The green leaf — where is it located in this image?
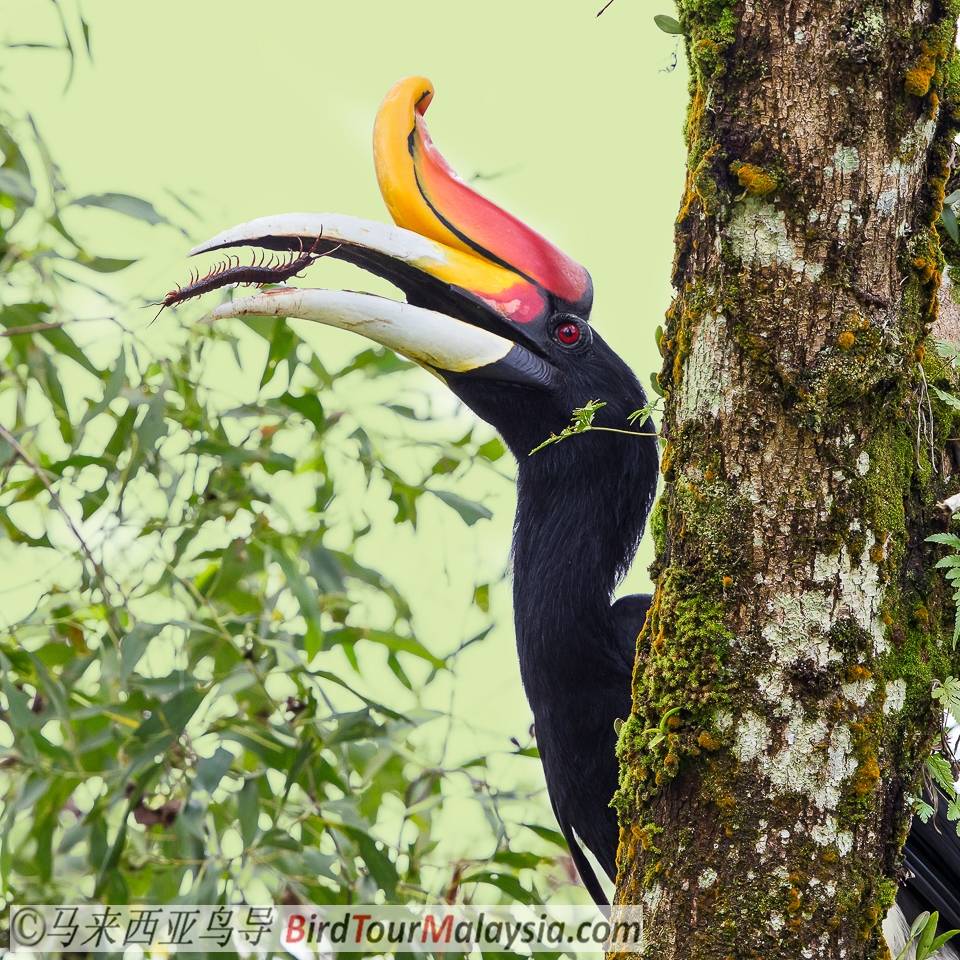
[925,533,960,550]
[193,747,233,793]
[73,250,137,273]
[120,623,163,683]
[653,13,683,35]
[940,203,960,243]
[237,777,260,847]
[473,583,490,613]
[0,168,37,206]
[917,910,940,960]
[429,490,493,527]
[260,318,298,389]
[71,193,170,225]
[520,823,569,850]
[926,754,956,796]
[277,393,327,434]
[477,437,507,463]
[930,384,960,410]
[463,870,543,904]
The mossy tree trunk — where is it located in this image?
[617,0,960,960]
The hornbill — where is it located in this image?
[180,77,960,956]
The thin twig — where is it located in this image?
[0,320,64,337]
[937,493,960,517]
[0,423,124,646]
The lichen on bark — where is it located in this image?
[616,0,960,960]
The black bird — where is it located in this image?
[186,77,960,952]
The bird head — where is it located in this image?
[192,77,644,457]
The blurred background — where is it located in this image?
[0,0,686,920]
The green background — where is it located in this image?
[0,0,686,884]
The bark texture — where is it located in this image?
[616,0,960,960]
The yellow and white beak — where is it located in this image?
[186,77,592,388]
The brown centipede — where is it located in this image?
[153,237,339,320]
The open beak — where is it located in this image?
[191,77,593,388]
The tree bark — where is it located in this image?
[616,0,960,960]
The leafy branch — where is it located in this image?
[527,400,659,457]
[897,910,960,960]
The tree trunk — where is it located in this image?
[616,0,960,960]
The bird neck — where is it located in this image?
[513,431,657,682]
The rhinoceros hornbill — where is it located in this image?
[174,77,960,952]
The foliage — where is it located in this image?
[897,910,960,960]
[0,18,576,936]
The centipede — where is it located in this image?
[153,237,339,320]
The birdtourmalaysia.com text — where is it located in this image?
[10,904,643,956]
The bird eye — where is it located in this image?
[557,320,580,347]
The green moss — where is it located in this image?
[903,40,947,97]
[730,160,777,197]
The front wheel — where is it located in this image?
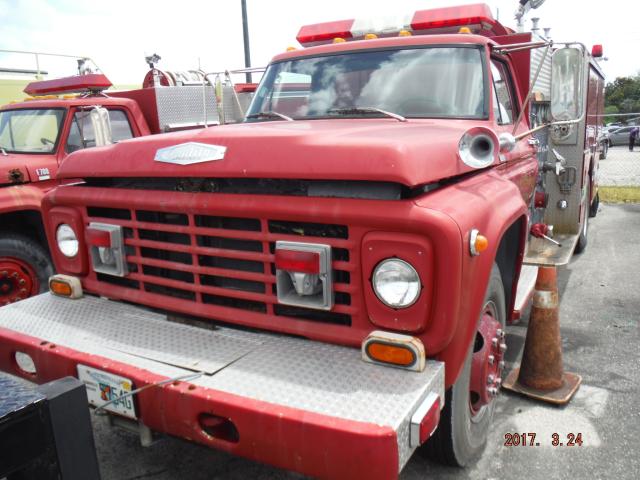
[0,232,54,306]
[424,264,506,467]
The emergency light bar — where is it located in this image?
[296,3,510,47]
[24,73,112,95]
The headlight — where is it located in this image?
[56,223,79,258]
[372,258,421,308]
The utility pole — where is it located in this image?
[240,0,251,83]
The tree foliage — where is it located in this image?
[604,74,640,113]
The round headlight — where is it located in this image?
[372,258,421,308]
[56,223,79,258]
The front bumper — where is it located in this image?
[0,294,444,478]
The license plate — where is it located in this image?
[78,365,137,419]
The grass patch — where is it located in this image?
[598,186,640,203]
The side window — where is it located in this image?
[491,60,513,125]
[109,110,133,142]
[65,110,133,153]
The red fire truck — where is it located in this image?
[0,4,603,478]
[0,59,255,306]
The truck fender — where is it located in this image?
[0,184,46,214]
[420,171,528,388]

◆ ◆ ◆ ◆

The problem >> Can you write out the items again from the line containing "The hornbill —" through the line containing "[192,77,644,457]", keeping every line in that range and nothing outside it? Multiply each bounding-box coordinate by 1.85 and round it to a whole number, with halves rounded up.

Answer to the task >>
The hornbill — where is it located in this image?
[333,142,1776,1769]
The thin twig — where is it located in this image?
[0,592,118,623]
[1733,912,1776,956]
[0,783,229,1195]
The lichen on bark — where is it located in this image?
[1140,0,1776,1776]
The black bird — where is it located in this image?
[344,142,1776,1761]
The bird head — where is it located in this image?
[355,142,1191,845]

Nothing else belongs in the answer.